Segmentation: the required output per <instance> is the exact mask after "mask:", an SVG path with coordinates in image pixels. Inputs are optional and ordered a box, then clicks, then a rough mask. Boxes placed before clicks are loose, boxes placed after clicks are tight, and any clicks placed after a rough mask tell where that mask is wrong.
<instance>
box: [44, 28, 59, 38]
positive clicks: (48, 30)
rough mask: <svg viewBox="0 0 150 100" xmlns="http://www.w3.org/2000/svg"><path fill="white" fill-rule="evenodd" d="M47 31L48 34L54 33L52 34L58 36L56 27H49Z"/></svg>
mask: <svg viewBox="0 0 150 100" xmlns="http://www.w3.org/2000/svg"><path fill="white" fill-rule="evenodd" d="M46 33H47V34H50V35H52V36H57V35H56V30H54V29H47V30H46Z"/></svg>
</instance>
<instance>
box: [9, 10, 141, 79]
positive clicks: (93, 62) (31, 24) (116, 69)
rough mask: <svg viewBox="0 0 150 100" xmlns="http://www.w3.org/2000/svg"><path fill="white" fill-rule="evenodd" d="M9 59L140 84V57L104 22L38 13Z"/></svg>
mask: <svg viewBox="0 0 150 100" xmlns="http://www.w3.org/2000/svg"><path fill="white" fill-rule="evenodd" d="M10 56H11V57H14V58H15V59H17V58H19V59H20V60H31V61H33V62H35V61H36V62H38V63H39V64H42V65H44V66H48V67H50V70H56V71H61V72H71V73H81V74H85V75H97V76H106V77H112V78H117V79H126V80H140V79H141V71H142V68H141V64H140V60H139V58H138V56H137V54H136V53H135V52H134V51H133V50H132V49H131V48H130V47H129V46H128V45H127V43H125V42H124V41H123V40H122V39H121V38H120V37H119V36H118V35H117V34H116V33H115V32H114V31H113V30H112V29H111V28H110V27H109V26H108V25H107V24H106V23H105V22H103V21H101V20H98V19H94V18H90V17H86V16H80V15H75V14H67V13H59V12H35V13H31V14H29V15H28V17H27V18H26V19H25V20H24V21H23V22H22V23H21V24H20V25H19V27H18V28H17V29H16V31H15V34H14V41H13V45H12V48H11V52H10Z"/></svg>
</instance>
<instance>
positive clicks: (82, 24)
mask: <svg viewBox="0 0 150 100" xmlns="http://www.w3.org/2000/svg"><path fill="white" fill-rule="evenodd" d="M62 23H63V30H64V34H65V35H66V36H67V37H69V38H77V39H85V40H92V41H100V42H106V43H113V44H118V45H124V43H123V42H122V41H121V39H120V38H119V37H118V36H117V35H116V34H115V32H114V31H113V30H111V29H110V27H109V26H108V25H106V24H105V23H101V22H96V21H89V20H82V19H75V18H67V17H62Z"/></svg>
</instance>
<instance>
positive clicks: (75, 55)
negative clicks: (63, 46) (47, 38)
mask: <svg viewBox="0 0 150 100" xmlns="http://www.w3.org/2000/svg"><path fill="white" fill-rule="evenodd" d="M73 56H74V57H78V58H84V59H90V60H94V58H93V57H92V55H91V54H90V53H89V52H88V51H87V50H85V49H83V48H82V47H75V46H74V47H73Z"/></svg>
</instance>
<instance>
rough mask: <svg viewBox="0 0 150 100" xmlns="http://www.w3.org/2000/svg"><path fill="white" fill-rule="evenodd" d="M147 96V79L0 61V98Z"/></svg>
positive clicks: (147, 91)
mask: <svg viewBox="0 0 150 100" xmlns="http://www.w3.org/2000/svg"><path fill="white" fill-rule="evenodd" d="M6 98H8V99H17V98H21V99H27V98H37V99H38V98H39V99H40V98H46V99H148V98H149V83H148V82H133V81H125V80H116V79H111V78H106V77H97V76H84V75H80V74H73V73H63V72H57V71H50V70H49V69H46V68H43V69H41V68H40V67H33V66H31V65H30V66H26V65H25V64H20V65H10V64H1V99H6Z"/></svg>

======

TASK:
Copy out the records from their first line through the line containing "31L48 34L54 33L52", keeping every character unchanged.

EXERCISE RESPONSE:
Segmentation: the required output per <instance> is the exact mask after "mask:", an SVG path with coordinates in image pixels. Inputs are optional and ordered a box, then clicks, then a rough mask. Boxes placed before clicks are loose, boxes placed after clicks are tight, and any clicks placed after a rough mask tell where that mask is wrong.
<instance>
box: [44, 28, 59, 38]
positive clicks: (48, 30)
rough mask: <svg viewBox="0 0 150 100" xmlns="http://www.w3.org/2000/svg"><path fill="white" fill-rule="evenodd" d="M47 31L48 34L54 33L52 34L58 36L56 27H49Z"/></svg>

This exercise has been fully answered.